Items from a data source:
──────────
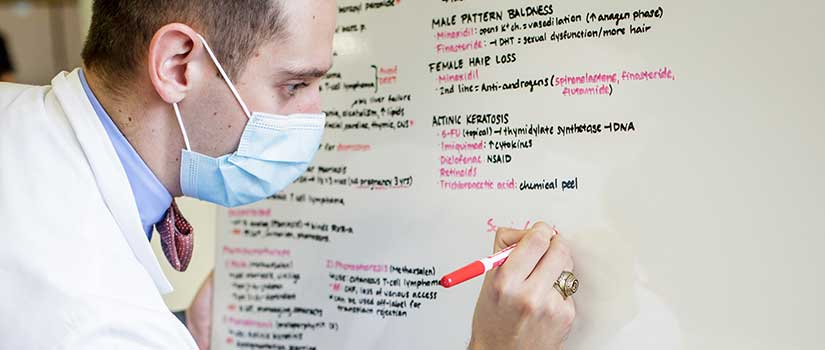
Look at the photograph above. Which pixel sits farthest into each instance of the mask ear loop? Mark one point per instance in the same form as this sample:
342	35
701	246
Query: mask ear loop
182	129
225	77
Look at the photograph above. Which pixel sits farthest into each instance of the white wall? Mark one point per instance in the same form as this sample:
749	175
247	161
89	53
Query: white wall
38	54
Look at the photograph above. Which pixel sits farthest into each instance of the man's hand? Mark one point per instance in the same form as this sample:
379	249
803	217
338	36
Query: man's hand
518	308
199	314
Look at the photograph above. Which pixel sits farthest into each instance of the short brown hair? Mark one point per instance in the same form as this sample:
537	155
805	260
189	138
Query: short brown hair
121	31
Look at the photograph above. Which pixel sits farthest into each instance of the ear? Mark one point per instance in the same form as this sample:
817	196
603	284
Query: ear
172	61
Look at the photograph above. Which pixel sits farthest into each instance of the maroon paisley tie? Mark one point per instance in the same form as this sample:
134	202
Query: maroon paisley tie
176	238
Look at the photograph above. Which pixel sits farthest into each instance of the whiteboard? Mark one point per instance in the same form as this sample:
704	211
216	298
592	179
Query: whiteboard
676	144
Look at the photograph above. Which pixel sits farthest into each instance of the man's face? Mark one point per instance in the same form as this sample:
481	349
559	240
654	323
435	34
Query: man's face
281	77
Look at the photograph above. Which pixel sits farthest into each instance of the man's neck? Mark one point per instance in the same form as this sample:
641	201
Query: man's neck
149	126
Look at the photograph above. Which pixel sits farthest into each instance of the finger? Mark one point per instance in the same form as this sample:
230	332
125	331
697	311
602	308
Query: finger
557	259
506	237
524	258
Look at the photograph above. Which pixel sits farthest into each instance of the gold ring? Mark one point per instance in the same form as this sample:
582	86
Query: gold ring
567	284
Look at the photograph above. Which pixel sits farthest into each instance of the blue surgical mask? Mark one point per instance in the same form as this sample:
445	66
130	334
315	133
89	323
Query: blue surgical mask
274	151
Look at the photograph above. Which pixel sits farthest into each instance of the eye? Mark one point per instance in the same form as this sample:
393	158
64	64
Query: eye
292	89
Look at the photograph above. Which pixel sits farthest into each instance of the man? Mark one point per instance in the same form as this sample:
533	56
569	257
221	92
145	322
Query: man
6	66
92	162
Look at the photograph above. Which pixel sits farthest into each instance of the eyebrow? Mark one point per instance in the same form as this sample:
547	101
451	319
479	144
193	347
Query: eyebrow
312	72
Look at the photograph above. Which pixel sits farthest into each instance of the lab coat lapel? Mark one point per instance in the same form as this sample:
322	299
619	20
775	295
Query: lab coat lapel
109	174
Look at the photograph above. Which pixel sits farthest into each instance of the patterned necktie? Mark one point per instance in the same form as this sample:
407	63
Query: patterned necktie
176	238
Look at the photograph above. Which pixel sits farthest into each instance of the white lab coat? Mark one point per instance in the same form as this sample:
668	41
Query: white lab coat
76	269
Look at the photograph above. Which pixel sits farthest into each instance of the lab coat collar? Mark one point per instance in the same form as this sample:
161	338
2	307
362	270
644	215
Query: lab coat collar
109	174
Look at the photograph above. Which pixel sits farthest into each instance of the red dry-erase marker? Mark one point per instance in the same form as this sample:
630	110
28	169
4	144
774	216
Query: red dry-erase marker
479	267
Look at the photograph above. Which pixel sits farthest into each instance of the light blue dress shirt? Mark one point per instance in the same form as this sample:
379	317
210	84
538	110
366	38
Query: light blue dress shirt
151	196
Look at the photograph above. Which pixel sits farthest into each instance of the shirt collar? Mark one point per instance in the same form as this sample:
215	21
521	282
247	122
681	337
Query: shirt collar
151	196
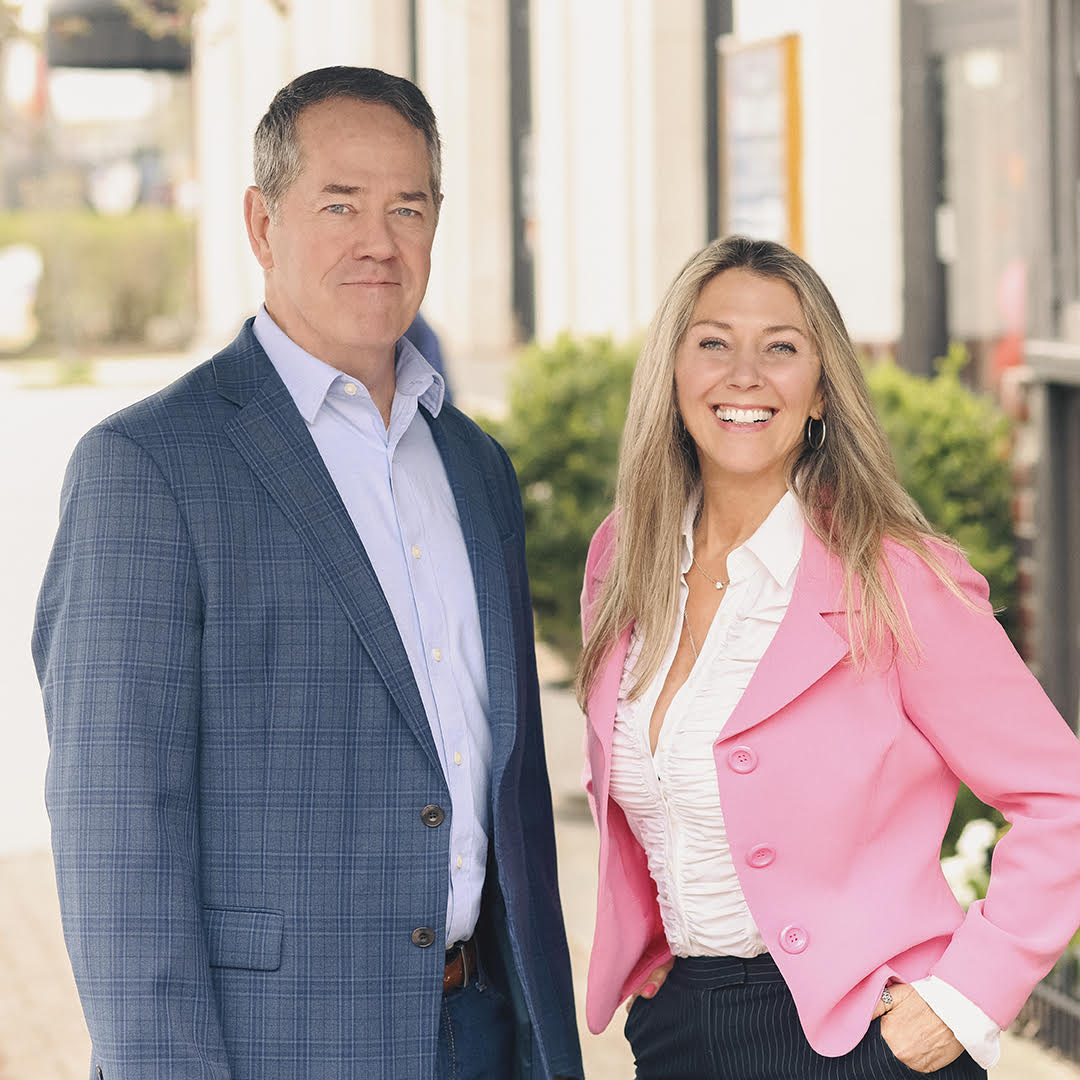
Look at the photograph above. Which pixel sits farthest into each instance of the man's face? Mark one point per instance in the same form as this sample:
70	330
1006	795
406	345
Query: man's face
348	253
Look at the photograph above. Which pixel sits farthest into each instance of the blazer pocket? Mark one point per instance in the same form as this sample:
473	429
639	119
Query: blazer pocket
244	939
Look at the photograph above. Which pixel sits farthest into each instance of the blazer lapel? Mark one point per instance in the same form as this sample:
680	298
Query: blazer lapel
805	647
484	545
273	440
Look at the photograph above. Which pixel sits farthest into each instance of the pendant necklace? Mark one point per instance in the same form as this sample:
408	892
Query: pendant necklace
707	577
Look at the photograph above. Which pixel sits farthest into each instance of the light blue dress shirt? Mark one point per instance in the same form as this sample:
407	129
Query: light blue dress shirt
394	486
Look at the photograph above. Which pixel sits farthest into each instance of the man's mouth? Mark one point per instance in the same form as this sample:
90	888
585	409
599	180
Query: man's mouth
742	416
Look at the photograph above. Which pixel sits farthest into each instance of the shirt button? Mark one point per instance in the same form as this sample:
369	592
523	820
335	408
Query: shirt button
423	936
742	759
794	940
760	854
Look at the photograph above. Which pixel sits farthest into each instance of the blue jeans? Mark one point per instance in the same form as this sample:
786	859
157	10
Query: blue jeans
475	1034
721	1017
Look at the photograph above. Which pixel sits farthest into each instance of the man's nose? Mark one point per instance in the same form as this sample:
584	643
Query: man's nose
373	238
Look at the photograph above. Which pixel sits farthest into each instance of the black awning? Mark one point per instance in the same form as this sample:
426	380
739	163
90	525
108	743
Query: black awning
98	34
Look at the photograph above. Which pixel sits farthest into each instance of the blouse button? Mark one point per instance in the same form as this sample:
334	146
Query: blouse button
742	759
794	940
760	854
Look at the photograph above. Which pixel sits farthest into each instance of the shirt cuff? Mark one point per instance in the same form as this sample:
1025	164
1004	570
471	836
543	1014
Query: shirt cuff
974	1030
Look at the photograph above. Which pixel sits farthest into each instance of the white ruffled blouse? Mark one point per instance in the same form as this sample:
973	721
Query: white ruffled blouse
671	797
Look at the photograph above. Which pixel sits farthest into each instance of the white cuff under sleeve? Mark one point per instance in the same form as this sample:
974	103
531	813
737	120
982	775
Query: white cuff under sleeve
974	1030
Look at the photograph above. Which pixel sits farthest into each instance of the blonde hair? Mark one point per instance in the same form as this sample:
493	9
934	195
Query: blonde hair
847	488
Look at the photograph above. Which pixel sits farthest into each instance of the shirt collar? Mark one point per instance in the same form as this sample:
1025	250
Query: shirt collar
308	379
777	543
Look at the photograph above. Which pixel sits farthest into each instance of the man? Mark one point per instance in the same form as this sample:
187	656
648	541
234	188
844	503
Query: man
300	815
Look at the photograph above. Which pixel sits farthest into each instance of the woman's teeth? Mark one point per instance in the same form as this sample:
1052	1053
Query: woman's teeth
742	415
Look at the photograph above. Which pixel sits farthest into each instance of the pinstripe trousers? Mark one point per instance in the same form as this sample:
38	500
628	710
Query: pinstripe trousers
720	1017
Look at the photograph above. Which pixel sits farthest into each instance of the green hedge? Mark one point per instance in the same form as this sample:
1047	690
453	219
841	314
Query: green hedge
110	281
953	455
952	448
567	406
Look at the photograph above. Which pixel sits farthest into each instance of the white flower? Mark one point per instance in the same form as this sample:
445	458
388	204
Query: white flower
957	871
977	837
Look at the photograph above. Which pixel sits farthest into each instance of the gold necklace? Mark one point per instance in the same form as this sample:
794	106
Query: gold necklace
707	577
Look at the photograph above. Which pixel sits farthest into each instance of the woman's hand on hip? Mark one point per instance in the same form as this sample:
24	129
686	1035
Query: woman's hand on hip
651	986
914	1031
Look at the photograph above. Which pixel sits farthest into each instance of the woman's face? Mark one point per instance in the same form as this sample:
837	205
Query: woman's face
746	378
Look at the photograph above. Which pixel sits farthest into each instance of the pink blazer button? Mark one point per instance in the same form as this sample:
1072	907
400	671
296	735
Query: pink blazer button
742	759
760	854
794	940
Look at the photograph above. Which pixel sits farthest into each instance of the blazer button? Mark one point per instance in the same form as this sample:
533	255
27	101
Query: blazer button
423	936
760	854
794	940
742	759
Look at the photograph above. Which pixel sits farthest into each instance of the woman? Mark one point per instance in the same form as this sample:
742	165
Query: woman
785	674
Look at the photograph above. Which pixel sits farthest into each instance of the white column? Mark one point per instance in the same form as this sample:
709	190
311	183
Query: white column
620	192
361	32
463	62
239	63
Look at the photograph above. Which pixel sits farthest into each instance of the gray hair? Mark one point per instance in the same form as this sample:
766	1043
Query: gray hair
278	158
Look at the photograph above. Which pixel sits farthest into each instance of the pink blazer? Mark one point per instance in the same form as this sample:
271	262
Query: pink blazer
837	787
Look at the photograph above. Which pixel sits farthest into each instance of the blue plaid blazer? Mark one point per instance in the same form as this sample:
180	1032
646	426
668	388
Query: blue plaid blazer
240	756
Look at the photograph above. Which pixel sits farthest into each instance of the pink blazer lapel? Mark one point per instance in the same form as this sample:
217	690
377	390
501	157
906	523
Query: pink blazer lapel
806	646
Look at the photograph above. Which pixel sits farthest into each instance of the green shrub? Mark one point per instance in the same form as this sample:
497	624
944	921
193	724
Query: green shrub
567	407
952	448
110	281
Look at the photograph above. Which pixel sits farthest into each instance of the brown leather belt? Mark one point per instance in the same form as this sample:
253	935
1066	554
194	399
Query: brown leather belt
460	966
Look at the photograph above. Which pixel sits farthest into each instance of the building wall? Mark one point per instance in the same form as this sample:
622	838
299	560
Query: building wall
619	185
850	100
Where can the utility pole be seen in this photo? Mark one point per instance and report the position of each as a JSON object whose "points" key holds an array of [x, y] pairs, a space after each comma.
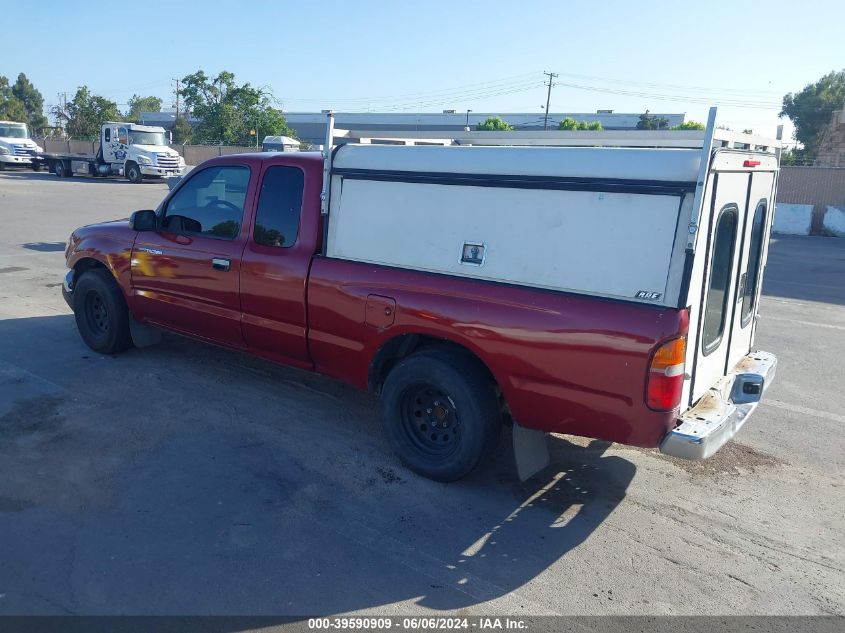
{"points": [[177, 97], [548, 97]]}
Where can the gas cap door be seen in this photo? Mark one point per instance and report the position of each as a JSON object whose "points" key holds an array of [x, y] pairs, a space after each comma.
{"points": [[380, 312]]}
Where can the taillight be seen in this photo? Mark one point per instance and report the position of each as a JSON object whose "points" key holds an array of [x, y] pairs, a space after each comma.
{"points": [[666, 375]]}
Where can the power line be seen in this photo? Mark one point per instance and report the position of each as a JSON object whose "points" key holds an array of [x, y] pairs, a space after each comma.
{"points": [[548, 98]]}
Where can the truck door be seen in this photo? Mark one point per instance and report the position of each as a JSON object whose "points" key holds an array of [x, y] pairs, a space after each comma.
{"points": [[113, 152], [754, 235], [185, 276], [275, 265], [727, 220]]}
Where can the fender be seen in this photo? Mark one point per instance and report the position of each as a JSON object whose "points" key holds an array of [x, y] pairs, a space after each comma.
{"points": [[108, 245]]}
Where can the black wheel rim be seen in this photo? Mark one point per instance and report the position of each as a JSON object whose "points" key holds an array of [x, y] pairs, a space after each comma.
{"points": [[430, 420], [96, 314]]}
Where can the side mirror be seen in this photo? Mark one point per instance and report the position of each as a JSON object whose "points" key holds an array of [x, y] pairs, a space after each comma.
{"points": [[144, 220]]}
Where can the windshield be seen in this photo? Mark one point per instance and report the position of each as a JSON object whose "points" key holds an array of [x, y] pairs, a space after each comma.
{"points": [[13, 130], [136, 137]]}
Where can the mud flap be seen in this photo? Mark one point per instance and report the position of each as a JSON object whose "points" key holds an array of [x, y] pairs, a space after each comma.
{"points": [[143, 335], [530, 451]]}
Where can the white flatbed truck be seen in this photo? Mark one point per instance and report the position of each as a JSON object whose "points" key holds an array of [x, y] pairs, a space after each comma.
{"points": [[126, 149]]}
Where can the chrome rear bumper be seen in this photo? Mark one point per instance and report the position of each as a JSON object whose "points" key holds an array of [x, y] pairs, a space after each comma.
{"points": [[723, 410]]}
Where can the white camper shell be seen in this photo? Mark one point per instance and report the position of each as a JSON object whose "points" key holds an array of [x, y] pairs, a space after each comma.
{"points": [[677, 219]]}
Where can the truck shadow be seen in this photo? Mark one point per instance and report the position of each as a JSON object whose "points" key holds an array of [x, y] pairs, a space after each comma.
{"points": [[184, 478]]}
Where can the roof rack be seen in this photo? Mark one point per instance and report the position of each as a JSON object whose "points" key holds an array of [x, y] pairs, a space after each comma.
{"points": [[684, 139]]}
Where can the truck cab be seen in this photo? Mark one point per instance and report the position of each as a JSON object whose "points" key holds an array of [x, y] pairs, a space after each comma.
{"points": [[16, 148], [621, 305], [138, 151]]}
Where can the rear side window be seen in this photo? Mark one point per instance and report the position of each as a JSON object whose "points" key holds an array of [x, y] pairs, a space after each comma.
{"points": [[279, 205], [720, 276], [755, 259], [211, 203]]}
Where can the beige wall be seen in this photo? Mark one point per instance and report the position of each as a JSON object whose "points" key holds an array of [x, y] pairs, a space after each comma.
{"points": [[821, 187]]}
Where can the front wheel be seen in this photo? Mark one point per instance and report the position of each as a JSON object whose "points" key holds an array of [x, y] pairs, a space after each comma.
{"points": [[441, 414], [133, 173], [101, 313]]}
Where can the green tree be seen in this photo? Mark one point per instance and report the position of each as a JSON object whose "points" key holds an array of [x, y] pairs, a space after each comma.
{"points": [[571, 124], [85, 114], [690, 125], [182, 130], [494, 124], [810, 109], [230, 113], [32, 101], [11, 108], [648, 122], [138, 104]]}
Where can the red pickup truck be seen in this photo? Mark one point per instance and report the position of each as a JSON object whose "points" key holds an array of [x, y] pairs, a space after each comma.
{"points": [[574, 316]]}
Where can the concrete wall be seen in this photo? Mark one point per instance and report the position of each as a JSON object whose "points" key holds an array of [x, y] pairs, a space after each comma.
{"points": [[810, 201]]}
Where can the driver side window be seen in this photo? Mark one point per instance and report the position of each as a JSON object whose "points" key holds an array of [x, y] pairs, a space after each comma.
{"points": [[211, 203]]}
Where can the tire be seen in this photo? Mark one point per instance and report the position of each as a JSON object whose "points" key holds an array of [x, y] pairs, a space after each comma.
{"points": [[102, 317], [133, 173], [440, 413]]}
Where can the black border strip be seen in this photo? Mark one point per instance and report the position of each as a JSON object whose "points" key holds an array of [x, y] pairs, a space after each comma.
{"points": [[559, 183]]}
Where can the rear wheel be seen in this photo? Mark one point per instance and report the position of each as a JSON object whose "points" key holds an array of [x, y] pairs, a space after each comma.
{"points": [[101, 313], [133, 173], [440, 412]]}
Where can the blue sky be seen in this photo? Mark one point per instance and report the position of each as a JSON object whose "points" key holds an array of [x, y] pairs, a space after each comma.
{"points": [[433, 55]]}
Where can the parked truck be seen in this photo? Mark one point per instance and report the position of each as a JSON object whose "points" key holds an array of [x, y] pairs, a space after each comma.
{"points": [[126, 149], [16, 148], [608, 290]]}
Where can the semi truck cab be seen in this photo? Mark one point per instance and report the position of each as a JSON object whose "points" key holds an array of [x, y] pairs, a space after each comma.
{"points": [[16, 148], [139, 150]]}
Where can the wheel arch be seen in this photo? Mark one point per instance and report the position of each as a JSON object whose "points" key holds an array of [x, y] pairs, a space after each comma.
{"points": [[400, 346]]}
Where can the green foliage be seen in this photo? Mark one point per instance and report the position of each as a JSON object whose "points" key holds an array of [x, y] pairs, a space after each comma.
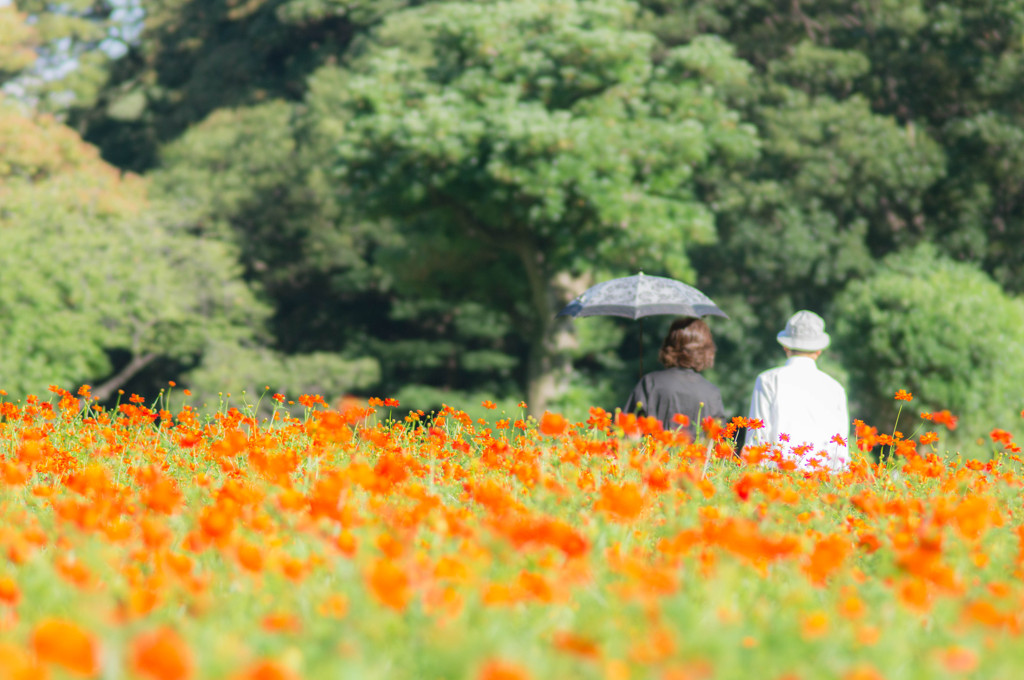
{"points": [[89, 269], [543, 138], [940, 329], [16, 39]]}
──────────
» **Written instruction**: Skip the pictures. Please copy exactly the lines from the one with "Where can the parked" through the final line of the material above, both ends included.

» **Problem solution**:
Where can the parked truck be seen in this photo? Mark one point per instance and report the position of each as a JSON object whose "points" key holds an array of [x, y] pairs, a space after each comma.
{"points": [[126, 149], [16, 148], [608, 290]]}
Where can the semi truck cab be seen in this photo? Mark one point per instance and report the position of each as a JSON object whose "points" key holds an array of [x, y] pairs, a space after each comma.
{"points": [[16, 148], [139, 150]]}
Where can the wheel arch be seen in this photo? Mark one point per instance and report the position of each as a JSON object whose "points" key holds an array of [x, y] pairs, a space after each comma.
{"points": [[400, 346]]}
Where can the green foliage be seen in this photo? Mark one point per instance and report the position of each as a JSON object whose "points" key holds an array of [x, y] pairs, a space after each comma.
{"points": [[89, 269], [543, 138], [940, 329], [16, 39]]}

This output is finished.